>>

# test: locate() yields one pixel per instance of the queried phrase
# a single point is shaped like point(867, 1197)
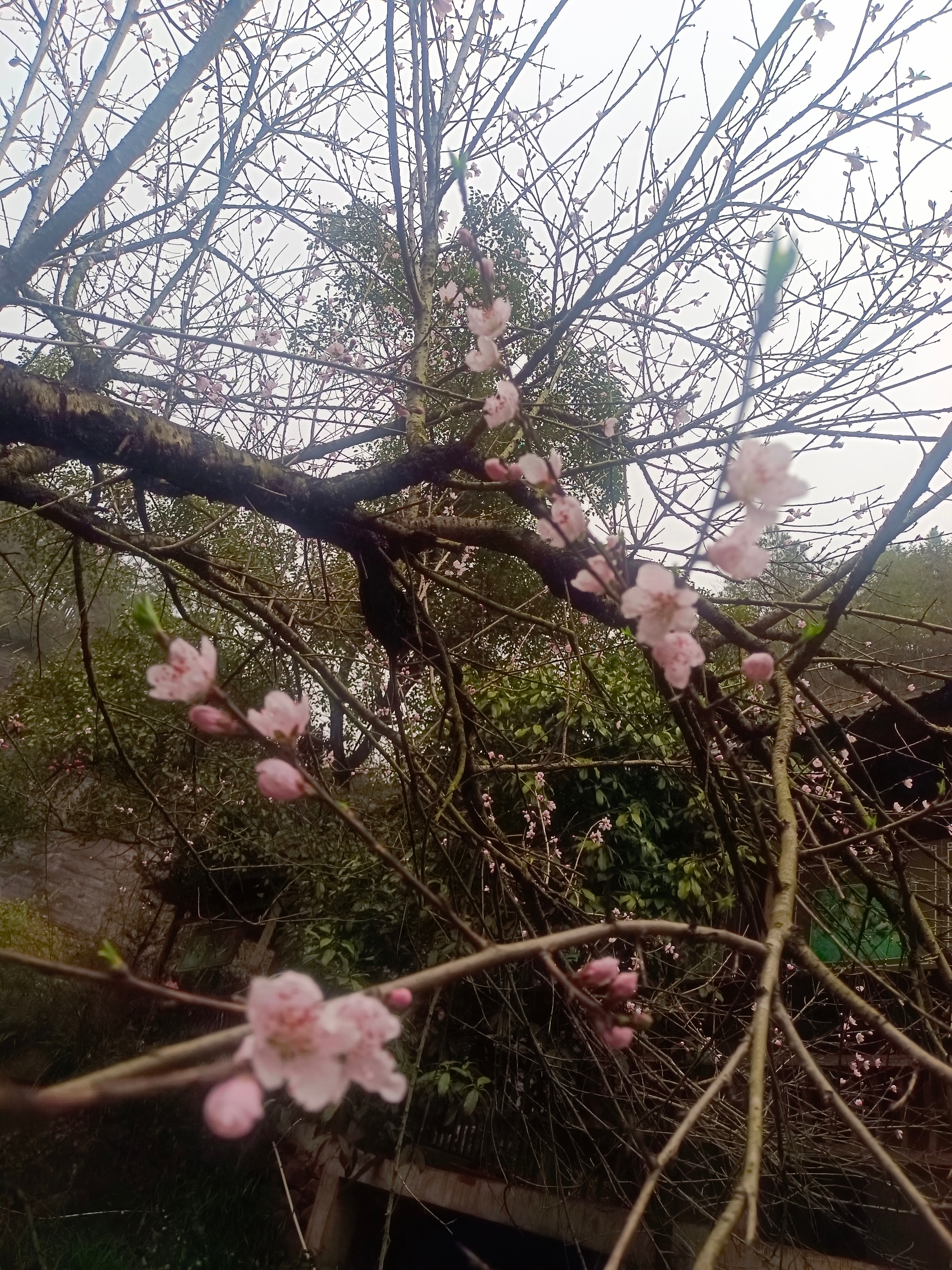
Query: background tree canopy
point(248, 256)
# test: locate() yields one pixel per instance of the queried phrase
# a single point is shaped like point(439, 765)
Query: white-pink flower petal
point(659, 605)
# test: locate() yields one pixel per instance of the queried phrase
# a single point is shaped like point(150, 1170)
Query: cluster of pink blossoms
point(761, 480)
point(615, 989)
point(663, 611)
point(488, 326)
point(190, 675)
point(315, 1048)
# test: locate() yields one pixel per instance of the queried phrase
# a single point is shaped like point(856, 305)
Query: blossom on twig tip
point(503, 407)
point(758, 667)
point(760, 479)
point(318, 1047)
point(187, 675)
point(738, 553)
point(281, 782)
point(678, 653)
point(569, 521)
point(491, 322)
point(282, 718)
point(234, 1108)
point(659, 605)
point(220, 723)
point(598, 973)
point(541, 471)
point(484, 356)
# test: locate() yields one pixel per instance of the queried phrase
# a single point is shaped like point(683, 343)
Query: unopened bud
point(145, 617)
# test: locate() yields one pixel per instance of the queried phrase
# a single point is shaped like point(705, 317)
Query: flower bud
point(281, 782)
point(598, 975)
point(617, 1038)
point(234, 1108)
point(758, 667)
point(145, 617)
point(624, 987)
point(216, 722)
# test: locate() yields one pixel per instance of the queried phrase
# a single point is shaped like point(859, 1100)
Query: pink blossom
point(217, 722)
point(484, 356)
point(659, 605)
point(758, 667)
point(760, 479)
point(623, 988)
point(282, 718)
point(597, 578)
point(318, 1047)
point(503, 407)
point(738, 554)
point(617, 1038)
point(187, 676)
point(367, 1062)
point(491, 322)
point(598, 973)
point(498, 470)
point(233, 1108)
point(677, 655)
point(540, 471)
point(569, 521)
point(291, 1042)
point(279, 780)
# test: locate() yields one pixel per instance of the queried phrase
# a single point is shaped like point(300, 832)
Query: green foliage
point(460, 1085)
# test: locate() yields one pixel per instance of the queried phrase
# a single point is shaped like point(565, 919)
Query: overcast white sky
point(595, 37)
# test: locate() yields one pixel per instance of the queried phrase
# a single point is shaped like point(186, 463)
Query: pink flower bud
point(598, 975)
point(498, 470)
point(217, 722)
point(624, 987)
point(758, 667)
point(234, 1108)
point(279, 780)
point(617, 1038)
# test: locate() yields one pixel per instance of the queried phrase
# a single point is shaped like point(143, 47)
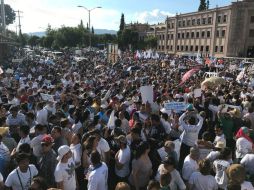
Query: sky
point(37, 14)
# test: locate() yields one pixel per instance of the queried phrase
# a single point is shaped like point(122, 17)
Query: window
point(208, 34)
point(192, 34)
point(197, 35)
point(193, 22)
point(218, 33)
point(251, 35)
point(204, 21)
point(252, 19)
point(203, 34)
point(225, 18)
point(221, 48)
point(198, 21)
point(219, 19)
point(209, 20)
point(223, 33)
point(216, 49)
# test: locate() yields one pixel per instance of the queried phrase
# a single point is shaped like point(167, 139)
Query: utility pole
point(19, 25)
point(3, 17)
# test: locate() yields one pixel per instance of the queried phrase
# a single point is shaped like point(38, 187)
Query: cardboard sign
point(176, 106)
point(197, 93)
point(146, 94)
point(47, 97)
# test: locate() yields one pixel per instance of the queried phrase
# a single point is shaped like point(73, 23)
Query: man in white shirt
point(98, 173)
point(65, 170)
point(190, 133)
point(42, 114)
point(248, 163)
point(21, 177)
point(122, 160)
point(190, 164)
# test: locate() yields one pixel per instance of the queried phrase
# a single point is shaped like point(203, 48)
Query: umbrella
point(187, 75)
point(213, 82)
point(227, 75)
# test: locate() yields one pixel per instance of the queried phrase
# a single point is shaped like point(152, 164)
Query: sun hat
point(62, 150)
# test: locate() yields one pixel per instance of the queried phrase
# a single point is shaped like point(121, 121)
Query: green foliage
point(202, 6)
point(10, 15)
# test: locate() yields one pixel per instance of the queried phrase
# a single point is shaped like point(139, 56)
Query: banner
point(146, 94)
point(47, 97)
point(176, 106)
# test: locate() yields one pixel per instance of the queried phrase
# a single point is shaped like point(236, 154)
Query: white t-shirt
point(189, 166)
point(248, 163)
point(76, 151)
point(23, 141)
point(65, 172)
point(247, 186)
point(42, 117)
point(97, 179)
point(243, 146)
point(176, 180)
point(14, 182)
point(103, 147)
point(220, 167)
point(203, 182)
point(124, 158)
point(36, 145)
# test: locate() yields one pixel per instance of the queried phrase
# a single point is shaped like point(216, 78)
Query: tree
point(92, 30)
point(202, 6)
point(10, 15)
point(122, 23)
point(207, 4)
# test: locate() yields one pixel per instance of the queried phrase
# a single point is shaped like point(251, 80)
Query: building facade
point(221, 32)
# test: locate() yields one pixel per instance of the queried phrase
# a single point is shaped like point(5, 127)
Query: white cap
point(62, 150)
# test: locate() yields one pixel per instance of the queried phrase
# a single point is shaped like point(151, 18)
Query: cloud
point(38, 14)
point(153, 16)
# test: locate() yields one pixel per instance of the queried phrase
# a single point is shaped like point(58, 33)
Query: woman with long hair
point(141, 167)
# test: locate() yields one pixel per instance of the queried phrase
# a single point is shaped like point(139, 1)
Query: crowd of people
point(84, 125)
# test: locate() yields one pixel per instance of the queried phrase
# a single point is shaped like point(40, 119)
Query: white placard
point(47, 97)
point(197, 93)
point(176, 106)
point(146, 94)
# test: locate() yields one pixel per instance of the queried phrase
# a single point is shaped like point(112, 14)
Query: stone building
point(221, 32)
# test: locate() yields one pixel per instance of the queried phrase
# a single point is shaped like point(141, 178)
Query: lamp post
point(89, 21)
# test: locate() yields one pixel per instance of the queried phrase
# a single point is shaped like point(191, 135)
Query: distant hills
point(97, 31)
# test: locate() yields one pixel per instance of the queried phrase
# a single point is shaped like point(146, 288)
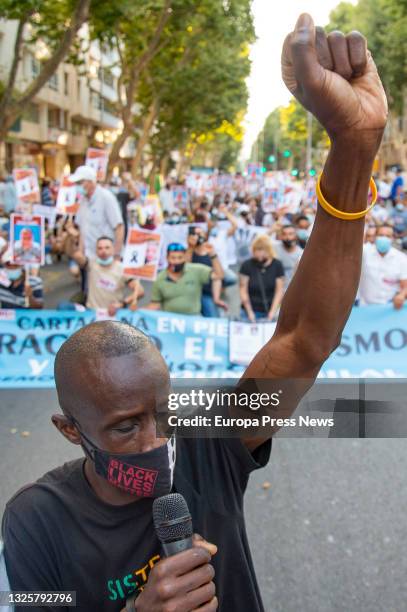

<<

What you have to do:
Write out the listing above exactly, images omitted.

Response to this task:
# test: locate() yields one pixel per instance of the queried phrase
# a single point is shaped like point(867, 1197)
Query: background tree canopy
point(248, 256)
# test: locate() yields one pixel per instance of the queried phrase
# a single point is shaped like point(439, 765)
Query: white-pink flower petal
point(659, 605)
# test: locate() yields one pixel per instance of the queried phrase
# a single point is shaped like point(150, 1170)
Query: cluster of pink blossoms
point(761, 480)
point(615, 989)
point(663, 611)
point(488, 326)
point(190, 675)
point(315, 1048)
# test: locate() yields one pixel per instance of the queried phrase
# a single point is shaped like point(856, 305)
Query: blossom on twig tip
point(503, 407)
point(758, 667)
point(760, 479)
point(318, 1047)
point(187, 675)
point(738, 553)
point(281, 782)
point(678, 653)
point(569, 521)
point(491, 322)
point(282, 718)
point(234, 1108)
point(659, 605)
point(220, 723)
point(598, 973)
point(541, 471)
point(484, 356)
# test: locate() yields one pixel per instance of the queried phrase
# a single point is shaped like point(683, 343)
Query: unopened bud
point(145, 617)
# test: locate() yields one pixel per instance of the queried phrase
# a single point is shaped like point(705, 317)
Query: flower bud
point(281, 782)
point(598, 975)
point(617, 1038)
point(234, 1108)
point(758, 667)
point(145, 617)
point(624, 987)
point(216, 722)
# test: locate() yields one pixel per instance of the queried phrase
# a single point is shaped like point(859, 1100)
Query: pink blossom
point(217, 722)
point(484, 356)
point(659, 605)
point(758, 667)
point(760, 479)
point(623, 988)
point(282, 718)
point(597, 578)
point(318, 1047)
point(503, 407)
point(738, 554)
point(617, 1038)
point(187, 676)
point(367, 1062)
point(491, 322)
point(598, 973)
point(498, 470)
point(233, 1108)
point(677, 655)
point(540, 471)
point(569, 521)
point(291, 1042)
point(279, 780)
# test: locate() yields one pixel per instance of the queried phrase
# a single point is shaped like point(300, 832)
Query: green foliage
point(460, 1085)
# test: locate() yields one pixel per instance of the queried phrase
# a single point is shaped like point(565, 919)
Query: overcast white sky
point(595, 37)
# test: locate() yields one pixel per instance of the queried phrase
# a single point is shaped like point(186, 463)
Query: pink flower bud
point(598, 975)
point(498, 470)
point(217, 722)
point(624, 987)
point(758, 667)
point(234, 1108)
point(279, 780)
point(617, 1038)
# test: locate() yields one pixel per instance of the queried phrase
# a single point is shaped like point(143, 47)
Query: sky
point(37, 14)
# test: locate() yields one pixel per instance of the queried phrase
# a single point is shaped like point(122, 17)
Query: window
point(208, 34)
point(192, 34)
point(197, 35)
point(193, 22)
point(218, 33)
point(251, 35)
point(204, 21)
point(252, 19)
point(203, 34)
point(225, 18)
point(221, 48)
point(198, 21)
point(219, 19)
point(209, 20)
point(223, 33)
point(216, 49)
# test: locate() yields one pixel per instance of the queried phrase
# a single point is shaped like point(167, 139)
Query: utility pole
point(19, 25)
point(3, 17)
# test: locate() yields one pixel per instance of the queried phrase
# a single point is shaped like point(38, 187)
Query: cardboard sign
point(176, 106)
point(197, 93)
point(146, 94)
point(47, 97)
# test: locate() yields one pixel per instance of the queried phrase
# a single point is shaped like point(73, 23)
Query: man in white shirt
point(98, 173)
point(65, 170)
point(190, 133)
point(42, 114)
point(248, 163)
point(21, 177)
point(122, 160)
point(190, 164)
# test: locate() yields one pixel per instance of the queried phrase
# a single point is shaped like point(203, 48)
Query: umbrella
point(187, 75)
point(213, 82)
point(227, 75)
# test: locate() yields one pixel per instance of the queried phrase
# a single point is shaped like point(152, 164)
Query: sun hat
point(62, 150)
# test: locate() yields one pixel per instance of the queried phrase
# a single point is shaped like point(121, 121)
Query: green foliage
point(202, 6)
point(10, 15)
# test: locate() yields one pixel per instance of the queried phrase
# a single point is shaped like point(139, 56)
Query: banner
point(146, 94)
point(47, 97)
point(176, 106)
# test: locate() yields one pixel per instance of the queried phrase
# a single point is shaped like point(236, 154)
Query: white t-shirt
point(189, 166)
point(248, 163)
point(76, 151)
point(23, 141)
point(65, 172)
point(247, 186)
point(42, 117)
point(97, 179)
point(243, 146)
point(176, 180)
point(14, 182)
point(103, 147)
point(220, 167)
point(203, 182)
point(124, 158)
point(36, 145)
# test: locate() yields one pixel per instance of the queried phrase
# a single point is shaped like point(216, 78)
Query: tree
point(92, 30)
point(202, 6)
point(10, 15)
point(122, 23)
point(207, 4)
# test: locate() yields one pixel per instance of the queried phrase
# a single point is shaped like point(251, 80)
Query: building facade
point(221, 32)
# test: locate() yields one pixel per instance of the queried phrase
# a single point is shaped like point(5, 127)
Query: white cap
point(62, 150)
# test: locate() yields one pixel per instance of the queried phrase
# a single point is shaped like point(151, 18)
Query: cloud
point(38, 14)
point(153, 16)
# test: locate() yields one pixel per instance of the queried phrase
# a single point is shaped like point(58, 33)
Query: woman with long hair
point(141, 167)
# test: locate() yields one pixel per instance of the queried phrase
# a single point is shaped like point(139, 1)
Query: crowd of people
point(84, 125)
# test: locate() yields one pixel per instance of the queried phrase
# a single point is shaped like point(40, 119)
Query: white placard
point(47, 97)
point(197, 93)
point(176, 106)
point(146, 94)
# test: locate() yields one pixel per instance of the queried phrase
# a single point is shaped like point(112, 14)
Query: stone building
point(221, 32)
# test: locate() yields one pixel per instance of the queried phrase
# a single point is shaped like point(141, 178)
Query: lamp post
point(89, 21)
# test: locate() yields one pixel per instance of the queried phrase
# a single point is shaped like point(191, 135)
Query: distant hills
point(97, 31)
# test: locate() yields one pixel per instance of the queried phrase
# a single point is shaped like point(146, 288)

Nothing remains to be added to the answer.